(Dataset content Opens)

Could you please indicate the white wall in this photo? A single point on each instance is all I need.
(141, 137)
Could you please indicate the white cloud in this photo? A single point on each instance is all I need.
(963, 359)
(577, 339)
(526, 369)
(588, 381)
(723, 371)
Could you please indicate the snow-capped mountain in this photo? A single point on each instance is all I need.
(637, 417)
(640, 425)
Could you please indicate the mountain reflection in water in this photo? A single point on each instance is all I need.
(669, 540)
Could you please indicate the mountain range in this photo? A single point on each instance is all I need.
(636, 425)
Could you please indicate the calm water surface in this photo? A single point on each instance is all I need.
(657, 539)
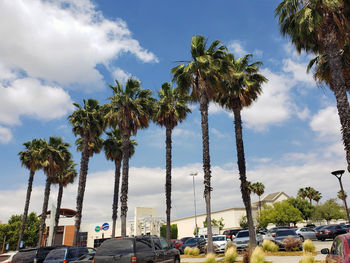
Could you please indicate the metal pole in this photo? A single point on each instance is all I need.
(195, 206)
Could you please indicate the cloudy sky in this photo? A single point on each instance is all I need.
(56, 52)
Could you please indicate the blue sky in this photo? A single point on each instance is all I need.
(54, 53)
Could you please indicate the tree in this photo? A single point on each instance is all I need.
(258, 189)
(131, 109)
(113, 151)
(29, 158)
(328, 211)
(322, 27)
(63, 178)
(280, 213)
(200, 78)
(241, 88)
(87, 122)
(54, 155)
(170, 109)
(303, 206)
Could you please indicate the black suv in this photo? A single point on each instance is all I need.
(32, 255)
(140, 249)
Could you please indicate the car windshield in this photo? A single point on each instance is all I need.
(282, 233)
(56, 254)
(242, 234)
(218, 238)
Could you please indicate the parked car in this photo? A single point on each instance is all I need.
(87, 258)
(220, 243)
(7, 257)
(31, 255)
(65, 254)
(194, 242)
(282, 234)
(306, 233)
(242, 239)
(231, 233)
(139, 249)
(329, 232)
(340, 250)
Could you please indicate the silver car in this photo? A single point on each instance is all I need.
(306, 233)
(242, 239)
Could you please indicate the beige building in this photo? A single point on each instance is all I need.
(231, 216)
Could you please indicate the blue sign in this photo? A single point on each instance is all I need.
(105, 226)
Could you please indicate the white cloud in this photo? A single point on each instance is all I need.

(Dataset content Closes)

■ What to produce: Omit the pictures; set down each record exactly.

■ Response box:
Could you please indicate the white wall in this photo? A single point on each instance is all I need.
(141, 137)
Could you please indicate the white cloud in this photo? A single point on each instance is all I need.
(963, 359)
(577, 339)
(526, 369)
(588, 381)
(723, 371)
Could you please indicate the snow-capped mountain in this photo? A single point on each instance is all I need.
(637, 417)
(640, 425)
Could you please indicate the mountain reflection in water in this photo? A single point on each instance is all I need.
(669, 540)
Could you please indicate the mountain range in this photo? A single point on each instance is all I need.
(636, 425)
Could you please indicate the calm water surface in this photo? A single point on each instance is all I need.
(657, 539)
Could you please indicate the metal pole in this photo? A single point on each instance is all I need.
(195, 206)
Could you please indicate the cloudy sky in this photo? A single point on each instance is all I need.
(56, 52)
Could you please indicate the blue sky in this photo? A single point on each instance is all I need.
(54, 53)
Could you please indicate the tree in this photo? A single point on each instance is all I need.
(258, 189)
(131, 109)
(113, 151)
(29, 158)
(328, 211)
(322, 27)
(63, 178)
(280, 213)
(200, 78)
(241, 88)
(87, 122)
(54, 155)
(170, 109)
(303, 206)
Could you please indicate the black suv in this photo? A single point on each instance is all I need.
(32, 255)
(140, 249)
Could you please indicate the car windshield in this photo? A single point on each instance is all I need.
(282, 233)
(56, 254)
(242, 234)
(218, 238)
Could you please indicate the parked car in this photo? A single point on each instance is all I need.
(87, 258)
(220, 243)
(7, 257)
(31, 255)
(65, 254)
(194, 242)
(282, 234)
(306, 233)
(242, 239)
(231, 233)
(139, 249)
(329, 232)
(340, 250)
Could you please indicate the silver car in this photo? A single point on each instance is all I need.
(306, 233)
(242, 239)
Could you please indicate the beige building in this photo? A single point on each instance is all I need.
(231, 216)
Could you please indicate the blue sign in this photo? A single point on each instance is all I need.
(105, 226)
Could you please indicate the white cloud in this photo? A single point on each instance is all I need.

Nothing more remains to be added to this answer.